REQUIRED ACTION: From the first line to the last, reproduce the data exactly.

:::

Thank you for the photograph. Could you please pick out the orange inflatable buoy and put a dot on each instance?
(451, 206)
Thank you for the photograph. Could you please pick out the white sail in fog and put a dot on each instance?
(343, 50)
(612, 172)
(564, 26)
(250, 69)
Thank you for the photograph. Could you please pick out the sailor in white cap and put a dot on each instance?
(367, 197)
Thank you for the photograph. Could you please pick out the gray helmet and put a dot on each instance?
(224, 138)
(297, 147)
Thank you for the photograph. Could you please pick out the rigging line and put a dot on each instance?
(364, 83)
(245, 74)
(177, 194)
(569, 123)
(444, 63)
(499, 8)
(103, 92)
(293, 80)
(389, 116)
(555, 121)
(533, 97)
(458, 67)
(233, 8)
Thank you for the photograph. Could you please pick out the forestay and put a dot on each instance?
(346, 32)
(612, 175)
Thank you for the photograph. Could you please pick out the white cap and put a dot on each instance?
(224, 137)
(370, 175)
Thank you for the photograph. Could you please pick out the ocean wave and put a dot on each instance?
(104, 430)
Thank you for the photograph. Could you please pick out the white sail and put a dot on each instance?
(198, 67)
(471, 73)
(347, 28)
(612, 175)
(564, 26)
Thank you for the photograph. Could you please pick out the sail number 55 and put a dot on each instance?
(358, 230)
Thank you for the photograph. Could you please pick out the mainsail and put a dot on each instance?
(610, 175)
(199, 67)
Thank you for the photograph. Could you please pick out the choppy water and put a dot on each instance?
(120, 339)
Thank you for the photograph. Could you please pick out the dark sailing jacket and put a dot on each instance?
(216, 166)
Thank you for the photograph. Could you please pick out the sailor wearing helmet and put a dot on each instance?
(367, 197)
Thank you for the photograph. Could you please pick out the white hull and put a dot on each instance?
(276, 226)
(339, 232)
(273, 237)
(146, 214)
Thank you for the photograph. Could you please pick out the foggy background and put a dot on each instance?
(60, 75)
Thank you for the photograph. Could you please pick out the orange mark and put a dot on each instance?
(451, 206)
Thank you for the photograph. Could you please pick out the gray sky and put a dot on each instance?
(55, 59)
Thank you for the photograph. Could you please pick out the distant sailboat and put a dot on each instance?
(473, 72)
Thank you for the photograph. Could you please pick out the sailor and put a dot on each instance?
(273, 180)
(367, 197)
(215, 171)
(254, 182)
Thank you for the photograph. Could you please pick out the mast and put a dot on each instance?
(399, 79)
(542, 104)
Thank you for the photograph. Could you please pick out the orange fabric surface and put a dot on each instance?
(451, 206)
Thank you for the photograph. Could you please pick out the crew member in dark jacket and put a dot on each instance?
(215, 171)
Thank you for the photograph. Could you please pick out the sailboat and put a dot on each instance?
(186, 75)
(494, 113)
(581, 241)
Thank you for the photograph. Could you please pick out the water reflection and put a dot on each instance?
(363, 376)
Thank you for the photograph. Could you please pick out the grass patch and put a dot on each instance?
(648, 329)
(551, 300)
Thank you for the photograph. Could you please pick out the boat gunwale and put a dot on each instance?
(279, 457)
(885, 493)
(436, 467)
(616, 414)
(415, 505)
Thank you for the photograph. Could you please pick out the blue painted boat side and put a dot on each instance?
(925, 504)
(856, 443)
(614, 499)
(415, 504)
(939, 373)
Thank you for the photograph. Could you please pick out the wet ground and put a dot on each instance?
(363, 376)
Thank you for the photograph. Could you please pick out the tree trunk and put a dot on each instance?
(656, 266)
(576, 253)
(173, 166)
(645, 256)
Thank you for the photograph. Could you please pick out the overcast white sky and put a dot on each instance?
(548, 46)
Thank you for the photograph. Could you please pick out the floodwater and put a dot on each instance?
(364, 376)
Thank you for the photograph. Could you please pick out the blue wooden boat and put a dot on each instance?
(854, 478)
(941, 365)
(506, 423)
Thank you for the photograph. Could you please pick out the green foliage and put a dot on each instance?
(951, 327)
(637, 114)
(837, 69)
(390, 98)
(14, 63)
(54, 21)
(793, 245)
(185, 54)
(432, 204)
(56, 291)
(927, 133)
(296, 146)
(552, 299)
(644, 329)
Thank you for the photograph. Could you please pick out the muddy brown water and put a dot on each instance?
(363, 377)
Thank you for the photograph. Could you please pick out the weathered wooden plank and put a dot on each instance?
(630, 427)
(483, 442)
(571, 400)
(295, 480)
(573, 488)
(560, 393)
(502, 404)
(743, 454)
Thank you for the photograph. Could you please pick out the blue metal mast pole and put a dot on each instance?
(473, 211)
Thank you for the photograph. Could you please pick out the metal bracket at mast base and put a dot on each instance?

:::

SOLUTION TO THIS EXERCISE:
Thank you for the photograph. Could you please pick out the orange inflatable buoy and put a dot on each instance?
(451, 206)
Thank you for the photograph. Could you please pick out the white sail in fog and put a dot on each instance?
(343, 50)
(612, 172)
(564, 26)
(250, 69)
Thank you for the photograph. Could you please pick out the sailor in white cap and put a dot on each instance?
(367, 197)
Thank you for the photograph. Could you please pick out the gray helmet and put a dot on each instance?
(224, 138)
(297, 147)
Thank you for the photograph. Could you please pick out the rigging line and put a dot on each instance?
(364, 83)
(245, 74)
(177, 194)
(569, 123)
(444, 63)
(499, 8)
(103, 92)
(293, 80)
(389, 116)
(555, 121)
(533, 97)
(458, 67)
(233, 8)
Thank you for the photograph. Could you please pick out the forestay and put a dot on each instance?
(346, 32)
(612, 175)
Thank you for the photograph. Could you please pick out the white cap and put a dot on each instance?
(224, 137)
(370, 175)
Thank you for the photograph. Could you please pick out the ocean wave and put a dot on each instance?
(104, 430)
Thank you for the photograph. Could you please pick out the white sail and put a dot on each instance?
(198, 67)
(471, 73)
(347, 28)
(612, 175)
(564, 26)
Thank you for the photograph. Could you please pick out the sail number 55 and put a dot on each instance?
(358, 230)
Thank you for the photograph. Could you please pick out the mainsail and put a dot on each instance?
(610, 175)
(199, 67)
Thank you for the photograph. Could you please pick out the choppy water and put a dot on each instance?
(120, 339)
Thank you for the photograph. Could you please pick out the dark sailing jacket and put a dot on each instance?
(216, 166)
Thank you for the photograph. Could you please pick out the sailor wearing helmet and put a dot on each instance?
(367, 197)
Thank you for the photograph. Could you please pick out the white hull and put a dot on each instance?
(276, 226)
(339, 232)
(273, 237)
(146, 214)
Thank you for the photograph. Could you please pick out the foggy background and put a dot on each instance?
(60, 75)
Thank you for the photograph. Could you please pick out the orange mark and put a dot on each instance?
(451, 206)
Thank you for the photograph. Could you please pick out the gray sky and put a dot on each instance?
(55, 59)
Thank you for the photograph. Could you please pick out the distant sailboat and put a dot on each instance?
(473, 72)
Thank you for the photograph. Could you please pick out the sailor and put a dot on each instance?
(273, 180)
(367, 197)
(215, 171)
(254, 182)
Thank you for the photograph. Could you please pick out the mast and put a dot on each instance?
(399, 79)
(542, 104)
Thank you for the photograph. Could you please pick out the orange fabric surface and put a dot on each instance?
(451, 206)
Thank you for the photograph. Could you please pick out the crew member in dark jacket and put a dot on each instance?
(215, 171)
Thank you for the photograph. Could you please pick out the sailboat and put a dot on each instance?
(186, 75)
(494, 113)
(581, 241)
Thank you for the photograph. Could you please pick out the water reflection and put a dot on each instance?
(363, 376)
Thank you for the photograph. Could you please pick out the grass patch and put a dot on each instance?
(648, 329)
(551, 300)
Thank you for the photograph. Could you please pick out the boat gunwale and put a dot on each instance?
(279, 457)
(885, 493)
(436, 467)
(616, 414)
(415, 505)
Thank you for the photograph. Could you please pick out the blue painted boat side and put a dot on each instance?
(925, 504)
(856, 443)
(614, 499)
(415, 504)
(939, 373)
Thank you for the photograph. Could you please pick out the wet ground and put a dot on each instance?
(363, 376)
Thank you for the photograph. Could you please pick out the tree trunk and put a dot on each instance?
(656, 266)
(576, 253)
(173, 166)
(645, 256)
Thank you for the photograph. Could you please pick out the overcast white sky and put a dot on each instance?
(548, 46)
Thank you for the photograph. Could you please pick out the floodwater and put a dot on each instance?
(364, 376)
Thank you for the photograph. Could you please pick out the blue wooden boat and put a dot on each instance?
(854, 478)
(941, 365)
(506, 423)
Thank you for the photograph. Could you please pick out the green foliage and put a dot on each instance?
(951, 327)
(637, 114)
(837, 69)
(390, 98)
(14, 63)
(54, 21)
(793, 245)
(185, 54)
(432, 204)
(56, 291)
(927, 133)
(296, 146)
(552, 299)
(644, 329)
Thank you for the photograph. Could you please pick out the muddy brown water and put a dot on each instance?
(363, 377)
Thank you for the photograph. Could you please pick out the weathered wooden plank and put a dot on each instance?
(630, 427)
(483, 442)
(571, 400)
(295, 480)
(573, 488)
(560, 393)
(502, 404)
(743, 454)
Thank you for the photograph. Could you please pick out the blue metal mast pole and put a dot on each instance?
(473, 211)
Thank you for the photograph. Could you please pick out the metal bracket at mast base and put a dot on each instance?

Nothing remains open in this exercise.